§ Task
Please copy the last part of the entries exactly: the line that has "If you could place a marker on the white vinyl" and every line up to and including the end, nothing more.

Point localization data
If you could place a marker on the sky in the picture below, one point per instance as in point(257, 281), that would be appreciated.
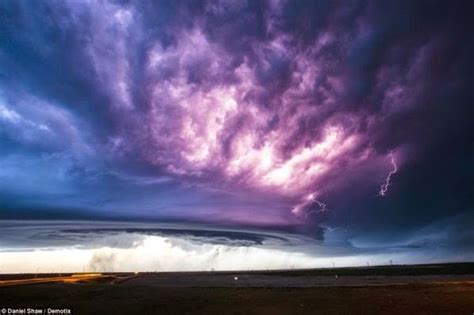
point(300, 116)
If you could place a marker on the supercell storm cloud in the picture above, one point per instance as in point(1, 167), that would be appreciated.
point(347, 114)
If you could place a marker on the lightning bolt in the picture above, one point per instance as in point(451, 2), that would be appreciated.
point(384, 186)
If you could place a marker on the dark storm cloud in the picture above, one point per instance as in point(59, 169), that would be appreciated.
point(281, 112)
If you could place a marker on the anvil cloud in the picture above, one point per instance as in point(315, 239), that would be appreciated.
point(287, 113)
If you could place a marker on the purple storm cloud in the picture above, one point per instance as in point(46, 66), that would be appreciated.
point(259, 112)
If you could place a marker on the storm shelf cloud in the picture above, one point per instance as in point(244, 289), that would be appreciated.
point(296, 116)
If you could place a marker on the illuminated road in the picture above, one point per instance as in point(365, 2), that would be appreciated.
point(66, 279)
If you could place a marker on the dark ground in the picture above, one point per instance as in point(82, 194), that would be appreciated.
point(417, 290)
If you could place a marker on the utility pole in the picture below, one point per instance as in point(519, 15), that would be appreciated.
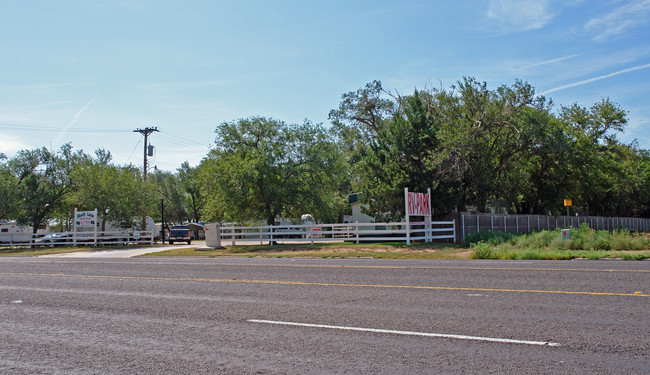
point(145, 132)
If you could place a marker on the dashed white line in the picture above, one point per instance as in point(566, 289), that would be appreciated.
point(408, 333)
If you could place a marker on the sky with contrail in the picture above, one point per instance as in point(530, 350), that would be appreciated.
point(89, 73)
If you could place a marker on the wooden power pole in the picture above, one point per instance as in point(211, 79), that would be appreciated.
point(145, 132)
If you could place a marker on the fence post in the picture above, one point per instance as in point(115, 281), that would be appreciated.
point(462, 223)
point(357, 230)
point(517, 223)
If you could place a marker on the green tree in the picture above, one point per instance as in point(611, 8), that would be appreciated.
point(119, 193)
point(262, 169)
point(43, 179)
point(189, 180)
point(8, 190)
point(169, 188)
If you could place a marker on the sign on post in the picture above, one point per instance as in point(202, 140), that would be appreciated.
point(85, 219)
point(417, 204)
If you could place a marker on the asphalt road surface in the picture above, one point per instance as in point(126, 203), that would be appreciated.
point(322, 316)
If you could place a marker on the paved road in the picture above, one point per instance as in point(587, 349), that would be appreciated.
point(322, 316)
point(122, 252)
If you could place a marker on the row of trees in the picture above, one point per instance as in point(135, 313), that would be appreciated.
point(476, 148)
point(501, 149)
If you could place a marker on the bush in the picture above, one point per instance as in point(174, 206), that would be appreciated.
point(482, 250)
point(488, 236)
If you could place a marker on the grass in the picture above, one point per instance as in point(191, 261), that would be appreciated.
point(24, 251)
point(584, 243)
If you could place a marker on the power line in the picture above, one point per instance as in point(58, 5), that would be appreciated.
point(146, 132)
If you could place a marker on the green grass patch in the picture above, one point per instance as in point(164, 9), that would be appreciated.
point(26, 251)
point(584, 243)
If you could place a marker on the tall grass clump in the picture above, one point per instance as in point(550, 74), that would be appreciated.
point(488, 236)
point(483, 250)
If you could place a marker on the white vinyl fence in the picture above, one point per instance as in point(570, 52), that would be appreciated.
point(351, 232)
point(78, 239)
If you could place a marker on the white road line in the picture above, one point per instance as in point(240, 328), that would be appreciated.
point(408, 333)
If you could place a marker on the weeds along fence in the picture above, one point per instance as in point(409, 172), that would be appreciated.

§ Solution to this task
If you could place a marker on the white vinyl fence in the picture above, one point per instance as in point(570, 52), that would be appreciated.
point(351, 232)
point(78, 239)
If you could place a marker on the white road line in the picture above, one point per instance as in point(240, 328), that would be appreciated.
point(408, 333)
If you could place a marker on the weeds along fence in the picture above, one point per instance as in point(409, 172), that would be appreciated.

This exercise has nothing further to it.